# start of Given passage

Raising Hell (album)


Raising Hell is the third album by hip hop group Run-D.M.C. released on May 15, 1986 by Profile Records. The album was produced by Russell Simmons and Rick Rubin. Raising Hell became the first Platinum and multi-Platinum hip hop record. The album was first certified as Platinum on July 15, 1986, before it was certified as 3x Platinum by the Recording Industry Association of America on April 24, 1987.
Raising Hell peaked at number three on the Billboard 200, and number one on the Top R&B/Hip Hop Albums chart making it the first hip hop record reach atop the latter. The album features four hit singles: "My Adidas", "Walk This Way", "You Be Illin'" and "It's Tricky". "Walk This Way" is the group's most famous single, being a groundbreaking rap rock version of Aerosmith's 1975 song "Walk This Way". It is considered to be the first rap rock collaboration that also brought hip-hop into the mainstream and was the first song by a hip hop act to reach the top 5 of the Billboard Hot 100.
Raising Hell has been ranked as one of the greatest albums of all time. In 1987, it was nominated for a Grammy Award. In the same year for this album Run-D.M.C. was nominated for Album of the Year and won Best Rap Album at the 1987 Soul Train Music Awards. In 2018, it was inducted into the National Recording Registry by the Library of Congress as being "culturally, historically, or artistically significant". The album was reissued by Arista Records in 1999 and 2003. An expanded and remastered edition was released in 2005 and contained 5 previously unreleased songs.

# end of Given passage

§ **The tasks**
1. According to the Raising Hell article, who produced the album?
2. Please reproduce the stretch of the Raising Hell article from "Raising Hell has" through "previously unreleased songs.".

# start of Record set

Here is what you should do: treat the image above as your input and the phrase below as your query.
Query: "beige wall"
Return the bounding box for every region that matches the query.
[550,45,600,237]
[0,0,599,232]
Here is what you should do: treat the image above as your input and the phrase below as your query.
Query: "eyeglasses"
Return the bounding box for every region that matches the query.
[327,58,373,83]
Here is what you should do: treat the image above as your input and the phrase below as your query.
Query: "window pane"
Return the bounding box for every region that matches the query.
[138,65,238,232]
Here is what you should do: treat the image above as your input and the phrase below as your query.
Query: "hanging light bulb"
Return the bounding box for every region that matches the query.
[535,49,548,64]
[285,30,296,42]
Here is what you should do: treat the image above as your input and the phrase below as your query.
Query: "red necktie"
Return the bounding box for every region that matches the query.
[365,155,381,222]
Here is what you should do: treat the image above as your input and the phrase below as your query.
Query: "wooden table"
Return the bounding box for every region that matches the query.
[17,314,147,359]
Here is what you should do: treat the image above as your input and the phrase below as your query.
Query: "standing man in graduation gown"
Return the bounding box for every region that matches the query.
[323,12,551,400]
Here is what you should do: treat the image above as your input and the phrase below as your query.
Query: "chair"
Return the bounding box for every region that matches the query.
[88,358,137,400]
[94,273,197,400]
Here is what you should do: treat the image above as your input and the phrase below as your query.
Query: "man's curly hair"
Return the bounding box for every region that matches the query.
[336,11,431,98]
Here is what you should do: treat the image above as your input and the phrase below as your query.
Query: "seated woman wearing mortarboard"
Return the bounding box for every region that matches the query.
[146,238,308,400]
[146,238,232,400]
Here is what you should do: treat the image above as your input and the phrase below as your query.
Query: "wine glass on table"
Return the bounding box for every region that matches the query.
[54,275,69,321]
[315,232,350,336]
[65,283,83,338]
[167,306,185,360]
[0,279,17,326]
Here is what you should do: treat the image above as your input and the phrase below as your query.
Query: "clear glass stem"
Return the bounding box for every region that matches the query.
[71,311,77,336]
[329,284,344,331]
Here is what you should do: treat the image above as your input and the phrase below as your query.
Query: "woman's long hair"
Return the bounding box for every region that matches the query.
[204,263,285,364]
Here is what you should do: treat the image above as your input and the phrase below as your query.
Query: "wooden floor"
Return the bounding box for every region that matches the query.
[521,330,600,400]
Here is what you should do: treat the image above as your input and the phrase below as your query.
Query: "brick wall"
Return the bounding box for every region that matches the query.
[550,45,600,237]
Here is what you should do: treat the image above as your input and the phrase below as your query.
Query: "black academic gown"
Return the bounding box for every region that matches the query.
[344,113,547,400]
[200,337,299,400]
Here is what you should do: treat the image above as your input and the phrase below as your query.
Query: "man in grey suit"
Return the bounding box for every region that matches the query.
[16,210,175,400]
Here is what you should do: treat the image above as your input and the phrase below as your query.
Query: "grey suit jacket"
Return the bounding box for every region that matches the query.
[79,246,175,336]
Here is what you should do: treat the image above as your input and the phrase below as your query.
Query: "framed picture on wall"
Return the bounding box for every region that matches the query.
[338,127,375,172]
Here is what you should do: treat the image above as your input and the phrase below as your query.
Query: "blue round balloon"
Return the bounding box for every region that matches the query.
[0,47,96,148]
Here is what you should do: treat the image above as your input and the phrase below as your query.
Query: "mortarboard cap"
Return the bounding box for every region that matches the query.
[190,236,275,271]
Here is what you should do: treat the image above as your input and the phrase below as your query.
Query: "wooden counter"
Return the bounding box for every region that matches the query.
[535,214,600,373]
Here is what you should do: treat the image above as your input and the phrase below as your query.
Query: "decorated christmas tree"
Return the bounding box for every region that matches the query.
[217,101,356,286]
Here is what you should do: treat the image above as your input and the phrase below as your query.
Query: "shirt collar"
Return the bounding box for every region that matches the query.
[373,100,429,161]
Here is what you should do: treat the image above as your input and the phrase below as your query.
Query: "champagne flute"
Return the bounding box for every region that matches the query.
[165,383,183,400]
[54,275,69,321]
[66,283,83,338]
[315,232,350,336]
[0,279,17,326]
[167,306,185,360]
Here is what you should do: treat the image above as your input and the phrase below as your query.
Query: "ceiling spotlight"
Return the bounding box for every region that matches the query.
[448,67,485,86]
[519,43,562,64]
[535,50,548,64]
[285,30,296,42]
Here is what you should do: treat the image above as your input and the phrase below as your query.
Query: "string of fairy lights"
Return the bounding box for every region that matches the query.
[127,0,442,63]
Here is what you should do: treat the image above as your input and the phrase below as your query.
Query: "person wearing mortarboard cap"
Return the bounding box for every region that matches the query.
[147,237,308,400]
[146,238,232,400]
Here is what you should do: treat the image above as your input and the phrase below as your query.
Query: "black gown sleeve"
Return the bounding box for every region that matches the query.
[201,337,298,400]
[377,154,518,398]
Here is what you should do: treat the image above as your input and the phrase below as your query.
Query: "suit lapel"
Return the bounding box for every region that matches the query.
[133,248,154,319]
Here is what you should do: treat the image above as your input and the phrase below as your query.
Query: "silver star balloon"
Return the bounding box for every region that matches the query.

# end of Record set

§ **Correct answers**
1. Russell Simmons and Rick Rubin.

2.
Raising Hell has been ranked as one of the greatest albums of all time. In 1987, it was nominated for a Grammy Award. In the same year for this album Run-D.M.C. was nominated for Album of the Year and won Best Rap Album at the 1987 Soul Train Music Awards. In 2018, it was inducted into the National Recording Registry by the Library of Congress as being "culturally, historically, or artistically significant". The album was reissued by Arista Records in 1999 and 2003. An expanded and remastered edition was released in 2005 and contained 5 previously unreleased songs.